— Start EXCERPTED RECORDS —

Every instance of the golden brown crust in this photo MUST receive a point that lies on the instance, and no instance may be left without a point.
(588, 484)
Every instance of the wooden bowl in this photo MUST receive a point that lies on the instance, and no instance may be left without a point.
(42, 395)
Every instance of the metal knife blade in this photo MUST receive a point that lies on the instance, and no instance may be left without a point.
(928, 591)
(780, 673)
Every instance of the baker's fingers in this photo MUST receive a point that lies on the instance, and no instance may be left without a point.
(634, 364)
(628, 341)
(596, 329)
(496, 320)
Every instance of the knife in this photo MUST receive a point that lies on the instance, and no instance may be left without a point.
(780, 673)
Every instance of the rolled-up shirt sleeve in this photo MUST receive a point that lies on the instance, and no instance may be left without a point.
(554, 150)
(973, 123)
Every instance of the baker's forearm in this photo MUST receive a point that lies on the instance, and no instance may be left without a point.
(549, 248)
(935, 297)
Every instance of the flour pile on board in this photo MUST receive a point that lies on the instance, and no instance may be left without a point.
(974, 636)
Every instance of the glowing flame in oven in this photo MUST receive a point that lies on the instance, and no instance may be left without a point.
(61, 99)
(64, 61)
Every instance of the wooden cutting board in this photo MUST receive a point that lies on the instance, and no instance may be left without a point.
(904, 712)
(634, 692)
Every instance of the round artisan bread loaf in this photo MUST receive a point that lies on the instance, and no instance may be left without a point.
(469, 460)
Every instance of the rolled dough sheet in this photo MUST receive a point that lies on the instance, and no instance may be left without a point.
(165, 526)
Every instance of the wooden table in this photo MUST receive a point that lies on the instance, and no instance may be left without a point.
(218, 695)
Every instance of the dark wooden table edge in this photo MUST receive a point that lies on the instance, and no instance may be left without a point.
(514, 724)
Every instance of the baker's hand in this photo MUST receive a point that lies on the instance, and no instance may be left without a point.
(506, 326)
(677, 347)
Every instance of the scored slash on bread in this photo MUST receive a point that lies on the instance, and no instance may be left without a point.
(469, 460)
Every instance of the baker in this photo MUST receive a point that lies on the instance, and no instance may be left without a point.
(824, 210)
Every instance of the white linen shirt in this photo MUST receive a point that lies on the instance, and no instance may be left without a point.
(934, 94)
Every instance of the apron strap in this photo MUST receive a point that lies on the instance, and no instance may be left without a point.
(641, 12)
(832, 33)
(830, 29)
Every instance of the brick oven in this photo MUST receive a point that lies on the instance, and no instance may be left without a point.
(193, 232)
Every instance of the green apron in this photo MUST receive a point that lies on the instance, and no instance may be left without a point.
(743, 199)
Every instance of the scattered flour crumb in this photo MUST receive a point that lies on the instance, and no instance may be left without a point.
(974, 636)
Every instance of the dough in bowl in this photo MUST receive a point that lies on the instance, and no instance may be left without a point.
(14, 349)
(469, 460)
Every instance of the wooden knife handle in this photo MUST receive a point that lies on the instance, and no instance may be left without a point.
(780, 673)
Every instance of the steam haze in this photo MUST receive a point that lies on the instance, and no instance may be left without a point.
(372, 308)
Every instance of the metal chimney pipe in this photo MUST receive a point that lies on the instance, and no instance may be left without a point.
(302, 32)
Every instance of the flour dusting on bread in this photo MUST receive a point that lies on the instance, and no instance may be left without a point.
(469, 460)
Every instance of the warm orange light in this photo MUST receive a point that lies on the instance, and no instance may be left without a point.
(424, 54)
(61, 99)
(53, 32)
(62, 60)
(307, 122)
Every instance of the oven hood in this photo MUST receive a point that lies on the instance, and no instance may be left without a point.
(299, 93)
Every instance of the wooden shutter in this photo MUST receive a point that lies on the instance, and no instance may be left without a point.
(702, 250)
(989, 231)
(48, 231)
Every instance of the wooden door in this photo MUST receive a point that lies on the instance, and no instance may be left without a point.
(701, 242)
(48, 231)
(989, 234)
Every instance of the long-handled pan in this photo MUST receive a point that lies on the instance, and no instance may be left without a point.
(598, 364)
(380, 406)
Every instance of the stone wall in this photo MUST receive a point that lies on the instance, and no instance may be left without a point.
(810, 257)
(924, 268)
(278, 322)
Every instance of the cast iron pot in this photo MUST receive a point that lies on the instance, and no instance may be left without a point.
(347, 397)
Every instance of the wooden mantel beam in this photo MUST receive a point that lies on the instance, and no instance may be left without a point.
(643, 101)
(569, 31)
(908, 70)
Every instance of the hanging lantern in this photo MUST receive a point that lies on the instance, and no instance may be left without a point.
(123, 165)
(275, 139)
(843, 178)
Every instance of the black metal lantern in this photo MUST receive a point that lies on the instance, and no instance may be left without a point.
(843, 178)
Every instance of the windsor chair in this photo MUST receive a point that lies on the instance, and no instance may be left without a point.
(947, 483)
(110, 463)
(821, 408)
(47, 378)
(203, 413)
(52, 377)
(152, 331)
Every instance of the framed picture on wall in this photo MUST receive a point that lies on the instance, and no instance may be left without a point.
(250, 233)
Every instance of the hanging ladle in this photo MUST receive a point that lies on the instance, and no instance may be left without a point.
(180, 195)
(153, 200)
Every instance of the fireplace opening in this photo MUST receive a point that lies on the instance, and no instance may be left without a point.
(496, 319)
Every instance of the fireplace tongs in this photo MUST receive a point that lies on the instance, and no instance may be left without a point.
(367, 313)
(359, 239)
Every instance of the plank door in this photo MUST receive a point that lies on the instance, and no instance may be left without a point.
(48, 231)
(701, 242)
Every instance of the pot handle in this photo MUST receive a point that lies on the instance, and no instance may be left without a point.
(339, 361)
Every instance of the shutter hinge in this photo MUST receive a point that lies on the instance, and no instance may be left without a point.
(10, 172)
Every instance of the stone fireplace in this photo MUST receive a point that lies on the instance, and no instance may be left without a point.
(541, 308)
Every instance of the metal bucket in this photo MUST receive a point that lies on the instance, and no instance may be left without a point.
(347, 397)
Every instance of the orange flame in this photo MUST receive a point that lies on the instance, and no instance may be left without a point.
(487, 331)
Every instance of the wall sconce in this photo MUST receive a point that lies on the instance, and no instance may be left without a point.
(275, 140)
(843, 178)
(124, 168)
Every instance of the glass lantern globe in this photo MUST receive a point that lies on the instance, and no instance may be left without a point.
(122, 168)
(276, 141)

— End EXCERPTED RECORDS —

GIVEN EXERCISE: Retype each record exactly, leaving nothing out.

CORRECT RESULT:
Every instance of the golden brown crust in this photo MUST receive a point that lies on the instance, and no instance may be left without a point.
(588, 484)
Every instance of the wooden bowl in this photo MUST receive a point that lies on the instance, and no instance may be left without a point.
(42, 395)
Every instance of the metal knife blade in this photo MUST receive a point that lies on the instance, and no instance may be left without a point.
(928, 591)
(780, 673)
Every instance of the baker's fingers in this photo MUST receive a point that lies on the instance, and no instance may be left without a point.
(634, 364)
(628, 341)
(596, 329)
(496, 320)
Every instance of the knife in this photo MUST receive a point that lies on the instance, and no instance may be left without a point.
(780, 673)
Every instance of the rolled-up shirt sleeve in this photo MUST receive a point that lies on the instance, and no instance may be left without a point.
(554, 150)
(973, 123)
Every instance of the baker's forearm in this photo MUST receive a point that lies on the instance, and no instance may be left without a point.
(549, 248)
(935, 297)
Every instance of the flour pile on board in this photo MUST receive a point that lies on the instance, and no instance may be left without a point.
(974, 636)
Every instance of the glowing flame in oven in this photo MUST receive a point that lies on the instance, and no instance may be left without a point.
(61, 99)
(64, 61)
Every instance of the wooden cutting board in this photo MUST receive a point that lies on the instance, and no instance may be left without a point.
(904, 712)
(634, 692)
Every instance of the round artisan bread loaf in this photo MUST receive a point that lies on the instance, and no instance may be left without a point.
(469, 460)
Every instance of the rolled dough sheet in this photo MUST receive a point that lies on the instance, and no instance may be left without a point.
(165, 526)
Every instance of the wooden table in this photo MUST receive a point that lies on the instance, and no instance may be left without a point.
(218, 695)
Every instance of the dark wooden table edge in this photo MUST receive a point that lies on the instance, and no instance may be left without a point.
(514, 724)
Every instance of the baker's hand in this photo MUST receive a point that lies on the instance, and no instance may be left without a point.
(506, 326)
(677, 347)
Every instance of the scored slash on bread in this photo MUST receive a point that lies on the instance, and no instance may be left without a point.
(469, 460)
Every instance of the baker in this photo MUST receive a point that lies on the instance, and no instance may be left without a point.
(824, 210)
Every instance of the white linen shirt in this photo MUST receive a point that lies on the instance, and no instance may be left without a point.
(934, 94)
Every instance of the apron strap in this photo MUST receive a point that lies on the instance, and no instance may be left without a point.
(641, 12)
(832, 33)
(830, 29)
Every instance of the brick oven in this photo MUST receive a point that lies on the instance, and no instance may be left without a point.
(193, 232)
Every instance of the green apron in this photo MUST receive a point that lies on the instance, and no instance may be left without a point.
(743, 199)
Every instance of the scattered flour crumb in this photo MUST receive a point that lies on the instance, and no instance may be left without a point.
(974, 636)
Every instance of the dough in bowl in this photo MUST receive a point that lies on the instance, and no instance may be left without a point.
(14, 349)
(469, 460)
Every instance of the wooden knife handle in this photo MUST receive a point that lies on the instance, and no instance may be left without a point.
(780, 673)
Every instance of the steam haze in this photo MUST receive a point that lies on the instance, and no instance may be left without a point.
(372, 308)
Every instance of the metal chimney pipe in this photo MUST receive a point that lies on the instance, and no instance may be left without a point.
(302, 32)
Every instance of the flour dusting on bread in this photo MUST receive a point that lies on the instance, and no instance may be left without a point.
(469, 460)
Every instance of the warm orange light in this photo MUST receive a point that lies on the instance, and no instance may be left without a point.
(424, 54)
(61, 99)
(53, 32)
(62, 60)
(307, 122)
Every instance of the oven hood in this photo MUST receive a point that lies on the instance, and no instance may be left without a point.
(299, 93)
Every instance of the wooden shutter in this photo MUST receive a point that lies on the instance, and no instance may be left without a point.
(702, 250)
(989, 231)
(48, 231)
Every instance of the wooden door in this photo MUST receive a point that lies on the instance, and no instance may be left without a point.
(701, 242)
(48, 231)
(989, 234)
Every instance of the long-handled pan in this photo MUST receive a point that lies on the instance, and no instance may be left without a point.
(598, 364)
(380, 406)
Every instance of the stone wall in this photo MUST receive a point that lies on the instance, and no instance may be left without a point.
(810, 257)
(924, 268)
(278, 322)
Every instance of the cast iron pot in this photo MUST receive a point that lies on the instance, and no instance may be left without a point.
(347, 397)
Every instance of the wooden mantel beam in this photo MUST receive a point that lies on the instance, and no instance may be left without a point.
(643, 101)
(569, 31)
(908, 70)
Every instance of the hanging lantern in this photo MUST receive a point that lies on the instance, and no instance may be left without a point.
(123, 165)
(275, 139)
(843, 178)
Every instance of the black metal lantern in this photo MUST receive a point that lies on the instance, and no instance may be left without a point.
(843, 178)
Every instance of the windsor chair in this photo MUST receive a point that lies on the instance, and no instance may be left without a point.
(947, 483)
(110, 463)
(821, 408)
(47, 378)
(203, 413)
(52, 377)
(152, 331)
Every instance of the framed picture on wall in this photo MUST receive a point that lies on the instance, and no instance may be left without a point.
(250, 233)
Every instance of the hanging ladle in this photo MUST receive a point that lies on the instance, and no instance may be left without a point.
(180, 195)
(153, 200)
Every instance of the fireplace opening in this photo MUST receive a point that lies on the instance, and no instance may be left without a point.
(496, 319)
Every instance of the fireplace tongs in this photo MUST receive a point that lies on the instance, and no instance may be left without a point.
(367, 313)
(359, 239)
Every instance of the plank door in this photo MUST receive a point that lies on the instance, and no instance may be left without a point.
(48, 231)
(701, 242)
Every instance of the pot handle in this photo MUST receive a point that lies on the instance, and no instance may be left without a point.
(339, 361)
Every instance of the shutter hinge in this photo MUST receive a point that lies on the instance, and no instance may be left without a point.
(10, 172)
Every instance of the stone fireplace in this photo MUST receive a point that lies on the instance, and no instance may be left without a point.
(541, 308)
Every instance of the metal bucket in this photo MUST receive a point that lies on the instance, and no instance may be left without a point.
(347, 397)
Every instance of the orange flame in this photo MUST receive a point that lies on the instance, and no instance may be left without a point.
(487, 331)
Every instance of the wall sconce in this photo MUST receive a point that lies on the instance, and no instance may be left without a point.
(275, 140)
(843, 178)
(124, 168)
Every instance of the glass lantern globe in this photo MUST receive a point that lies on the instance, and no instance may be left without a point.
(122, 168)
(276, 141)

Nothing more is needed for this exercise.